§ TASK TO CARRY OUT
Copy out the material without changes, from the line containing "mound in the image above." to the line containing "[404,0,447,98]", and include both of those lines.

[Data records]

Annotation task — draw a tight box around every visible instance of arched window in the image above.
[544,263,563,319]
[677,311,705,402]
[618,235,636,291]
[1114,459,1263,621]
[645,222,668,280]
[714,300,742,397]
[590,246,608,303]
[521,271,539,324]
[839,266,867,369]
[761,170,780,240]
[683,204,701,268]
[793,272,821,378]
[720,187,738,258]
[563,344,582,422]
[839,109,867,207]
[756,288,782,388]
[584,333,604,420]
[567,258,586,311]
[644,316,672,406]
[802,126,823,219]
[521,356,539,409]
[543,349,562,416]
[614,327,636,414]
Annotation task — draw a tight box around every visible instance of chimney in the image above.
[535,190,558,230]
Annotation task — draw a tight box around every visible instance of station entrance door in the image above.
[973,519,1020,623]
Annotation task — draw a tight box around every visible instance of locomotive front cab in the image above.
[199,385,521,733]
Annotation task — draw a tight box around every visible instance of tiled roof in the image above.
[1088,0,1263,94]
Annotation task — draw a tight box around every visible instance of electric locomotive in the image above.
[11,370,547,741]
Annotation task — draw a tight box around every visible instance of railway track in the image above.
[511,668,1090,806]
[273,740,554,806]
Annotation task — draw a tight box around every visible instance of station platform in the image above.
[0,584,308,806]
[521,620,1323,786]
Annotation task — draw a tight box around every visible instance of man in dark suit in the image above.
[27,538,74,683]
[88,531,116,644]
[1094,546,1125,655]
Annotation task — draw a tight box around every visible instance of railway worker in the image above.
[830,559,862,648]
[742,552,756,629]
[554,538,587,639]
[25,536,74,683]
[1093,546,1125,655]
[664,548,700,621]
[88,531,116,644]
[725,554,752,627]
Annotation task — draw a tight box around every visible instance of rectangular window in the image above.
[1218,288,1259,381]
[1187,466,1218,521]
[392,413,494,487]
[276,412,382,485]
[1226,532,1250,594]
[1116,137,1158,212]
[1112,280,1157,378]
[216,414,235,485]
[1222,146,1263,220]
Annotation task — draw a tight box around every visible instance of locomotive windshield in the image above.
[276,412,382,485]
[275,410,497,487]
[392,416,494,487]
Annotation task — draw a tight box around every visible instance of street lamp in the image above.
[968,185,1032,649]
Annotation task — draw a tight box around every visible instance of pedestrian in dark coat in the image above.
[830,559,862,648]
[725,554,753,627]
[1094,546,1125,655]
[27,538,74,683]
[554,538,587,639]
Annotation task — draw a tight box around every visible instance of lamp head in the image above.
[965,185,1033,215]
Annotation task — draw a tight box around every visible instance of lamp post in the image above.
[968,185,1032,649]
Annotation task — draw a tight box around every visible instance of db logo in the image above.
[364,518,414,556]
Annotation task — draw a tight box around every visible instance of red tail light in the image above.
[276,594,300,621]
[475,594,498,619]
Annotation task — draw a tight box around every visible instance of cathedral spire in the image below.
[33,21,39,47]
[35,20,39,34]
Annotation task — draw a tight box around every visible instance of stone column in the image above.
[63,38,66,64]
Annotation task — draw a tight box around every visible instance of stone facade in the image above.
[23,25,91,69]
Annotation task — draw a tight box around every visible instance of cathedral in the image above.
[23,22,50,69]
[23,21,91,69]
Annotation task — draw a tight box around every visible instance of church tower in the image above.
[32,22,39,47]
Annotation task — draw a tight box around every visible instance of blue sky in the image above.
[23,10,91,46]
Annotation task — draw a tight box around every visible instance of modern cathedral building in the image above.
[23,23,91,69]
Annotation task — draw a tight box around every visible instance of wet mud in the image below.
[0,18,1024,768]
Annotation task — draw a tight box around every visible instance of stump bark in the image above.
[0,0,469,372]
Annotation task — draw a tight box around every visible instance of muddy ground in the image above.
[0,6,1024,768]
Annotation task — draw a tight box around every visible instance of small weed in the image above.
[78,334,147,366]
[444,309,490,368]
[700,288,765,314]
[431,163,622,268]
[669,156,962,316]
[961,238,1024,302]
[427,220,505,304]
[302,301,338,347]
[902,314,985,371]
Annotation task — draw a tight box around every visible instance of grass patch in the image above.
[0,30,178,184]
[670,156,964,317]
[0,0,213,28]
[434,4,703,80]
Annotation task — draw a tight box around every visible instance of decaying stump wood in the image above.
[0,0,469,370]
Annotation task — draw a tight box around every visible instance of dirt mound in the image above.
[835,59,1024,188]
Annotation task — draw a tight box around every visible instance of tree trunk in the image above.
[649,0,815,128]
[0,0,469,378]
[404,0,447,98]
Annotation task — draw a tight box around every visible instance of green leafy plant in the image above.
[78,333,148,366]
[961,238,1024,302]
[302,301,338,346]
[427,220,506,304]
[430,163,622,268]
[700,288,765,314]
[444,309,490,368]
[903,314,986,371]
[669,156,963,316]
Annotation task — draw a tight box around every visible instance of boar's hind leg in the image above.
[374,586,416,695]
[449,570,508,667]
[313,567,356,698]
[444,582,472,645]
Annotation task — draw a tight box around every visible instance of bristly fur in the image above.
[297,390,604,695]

§ WRITTEN REPLY
Annotation task — draw a tight box around every visible instance of dirt mound in the image above.
[835,59,1024,188]
Annotation task — draw a tight box around every visible instance of tree trunk in the image above.
[649,0,815,128]
[0,0,469,378]
[404,0,447,98]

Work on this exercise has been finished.